TASK TO CARRY OUT: Set down all of the data that follows, keeping every character.
━━ TASK INPUTS ━━
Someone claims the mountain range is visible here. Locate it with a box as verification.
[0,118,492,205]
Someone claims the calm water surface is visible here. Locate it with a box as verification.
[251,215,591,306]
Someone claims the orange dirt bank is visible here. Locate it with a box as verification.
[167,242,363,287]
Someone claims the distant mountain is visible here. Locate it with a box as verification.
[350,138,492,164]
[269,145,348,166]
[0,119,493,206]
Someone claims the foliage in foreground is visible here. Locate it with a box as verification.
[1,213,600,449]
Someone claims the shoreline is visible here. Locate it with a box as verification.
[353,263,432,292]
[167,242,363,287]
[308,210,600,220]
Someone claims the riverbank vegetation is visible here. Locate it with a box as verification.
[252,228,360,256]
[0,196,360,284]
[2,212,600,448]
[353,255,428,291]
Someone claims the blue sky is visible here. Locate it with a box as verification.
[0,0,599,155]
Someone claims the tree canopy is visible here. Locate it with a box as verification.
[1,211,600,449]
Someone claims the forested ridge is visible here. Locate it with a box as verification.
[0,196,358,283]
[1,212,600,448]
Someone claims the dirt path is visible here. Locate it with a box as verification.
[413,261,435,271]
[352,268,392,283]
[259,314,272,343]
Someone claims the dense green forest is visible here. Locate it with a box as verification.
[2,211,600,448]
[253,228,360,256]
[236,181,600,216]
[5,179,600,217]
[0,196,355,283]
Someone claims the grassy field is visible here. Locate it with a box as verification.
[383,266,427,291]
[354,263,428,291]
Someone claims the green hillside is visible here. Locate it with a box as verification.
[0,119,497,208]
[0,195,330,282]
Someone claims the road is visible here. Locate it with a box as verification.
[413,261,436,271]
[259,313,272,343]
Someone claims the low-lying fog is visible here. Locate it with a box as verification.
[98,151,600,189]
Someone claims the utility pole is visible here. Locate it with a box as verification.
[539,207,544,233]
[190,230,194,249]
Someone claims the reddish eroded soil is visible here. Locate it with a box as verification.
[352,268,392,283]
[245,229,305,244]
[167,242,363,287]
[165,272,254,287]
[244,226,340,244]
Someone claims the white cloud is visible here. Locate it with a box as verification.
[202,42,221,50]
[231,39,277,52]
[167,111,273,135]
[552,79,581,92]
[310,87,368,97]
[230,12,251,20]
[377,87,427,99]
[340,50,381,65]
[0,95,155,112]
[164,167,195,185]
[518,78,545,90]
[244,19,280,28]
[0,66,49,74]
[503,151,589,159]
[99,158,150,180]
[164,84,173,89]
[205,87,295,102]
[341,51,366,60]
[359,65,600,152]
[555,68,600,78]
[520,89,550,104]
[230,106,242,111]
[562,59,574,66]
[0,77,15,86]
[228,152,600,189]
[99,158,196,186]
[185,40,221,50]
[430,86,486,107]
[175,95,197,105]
━━━
ANSWER TO THIS EXERCISE:
Someone claims the mountain range is visible here. Locate it with a box as verification.
[0,118,492,205]
Someone claims the calm water surface is visible here. Locate it with a box as verification.
[251,215,591,306]
Someone claims the orange dirt bank is visible here. Locate it with a box as verification.
[167,242,363,287]
Someone claims the distant mountain is visible here. Locate it with a box as verification.
[350,138,492,164]
[269,145,348,166]
[0,119,493,206]
Someone claims the foliage in foreground is visible here. Locate it with a box as verification.
[1,213,600,449]
Someone claims the shoreline is visible here. Locate it with a box as verification.
[353,263,432,292]
[167,242,363,287]
[308,210,600,220]
Someone claims the riverbank vegetation is visible here. Locate it with a box as verification.
[252,228,360,256]
[0,196,360,284]
[2,212,600,448]
[353,255,428,291]
Someone claims the blue sky is visible here. Locate it with a box as verification.
[0,0,599,155]
Someone claims the tree canopy is visible here. Locate it with a box as verification.
[1,211,600,449]
Someone claims the forested ridge is visible here. Locate it with a box as verification.
[0,196,358,283]
[1,212,600,448]
Someone claims the dirt path is visible here. Locate it with a box as verification.
[413,261,435,271]
[352,268,392,283]
[259,314,272,343]
Someone claims the dense green forest is visible here. Locate it with a box as verification.
[2,211,600,448]
[253,228,360,256]
[236,181,600,216]
[5,179,600,217]
[0,196,355,283]
Someone claims the grassy field is visible here. Locate it with a box as verification.
[383,266,427,291]
[354,263,428,291]
Someone claims the green hillside is visible here. Locate it with a box as verification.
[0,119,497,208]
[0,195,330,282]
Someone claims the road is visible here. Locate it with a box as verification.
[413,261,436,271]
[259,313,272,343]
Someone claims the low-lying fog is visible here. Locate it with a box as verification.
[98,151,600,189]
Someone claims the utility pole is visible here. Locate it with a box as verification.
[539,207,544,233]
[190,230,194,249]
Someone claims the reddish eroded soil is visible here. Locate it with a box as verification.
[352,268,392,283]
[245,229,305,244]
[167,242,363,287]
[165,272,254,287]
[244,226,340,244]
Someone claims the white cloud is visible here. Locate it with a box as verification.
[202,42,221,50]
[231,39,277,52]
[167,111,273,135]
[552,79,581,92]
[310,87,368,97]
[230,12,251,20]
[377,87,427,99]
[340,50,381,65]
[0,95,155,112]
[164,167,195,185]
[518,78,545,90]
[244,19,280,28]
[0,66,49,74]
[503,151,589,159]
[99,158,150,180]
[164,84,173,89]
[205,87,295,102]
[341,51,366,60]
[359,65,600,152]
[555,68,600,78]
[520,89,550,104]
[230,106,242,111]
[562,59,574,66]
[0,77,15,86]
[228,152,600,189]
[99,158,196,186]
[185,40,221,50]
[430,86,486,107]
[175,95,197,105]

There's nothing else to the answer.